PROBLEM DESCRIPTION: Below are the records; copy exactly the stretch from the line containing "Select black appliance" through the line containing "Select wall clock.", both ends included, and nothing else.

RECORDS SHOWN:

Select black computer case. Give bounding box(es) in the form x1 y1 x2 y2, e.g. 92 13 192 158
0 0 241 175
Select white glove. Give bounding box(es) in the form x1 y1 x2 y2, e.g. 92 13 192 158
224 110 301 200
---
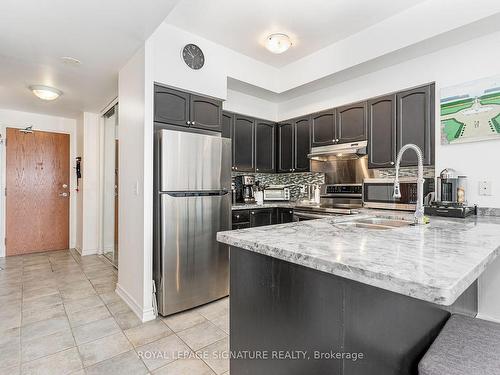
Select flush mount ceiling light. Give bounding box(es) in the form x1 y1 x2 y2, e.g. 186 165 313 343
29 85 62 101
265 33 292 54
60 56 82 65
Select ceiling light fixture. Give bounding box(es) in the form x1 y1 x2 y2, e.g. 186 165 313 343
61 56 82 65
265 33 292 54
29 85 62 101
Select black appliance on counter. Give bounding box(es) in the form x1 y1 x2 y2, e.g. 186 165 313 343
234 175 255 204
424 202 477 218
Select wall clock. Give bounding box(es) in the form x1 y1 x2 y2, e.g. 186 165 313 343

REPLY:
Select black appliance on counter. Give bounding box(es) in the form x1 y1 x2 y2, e.g. 186 165 313 343
234 175 255 204
424 202 477 218
Select wall clock. Give bounding box(es) in the form x1 y1 x2 y2, e.g. 186 165 313 343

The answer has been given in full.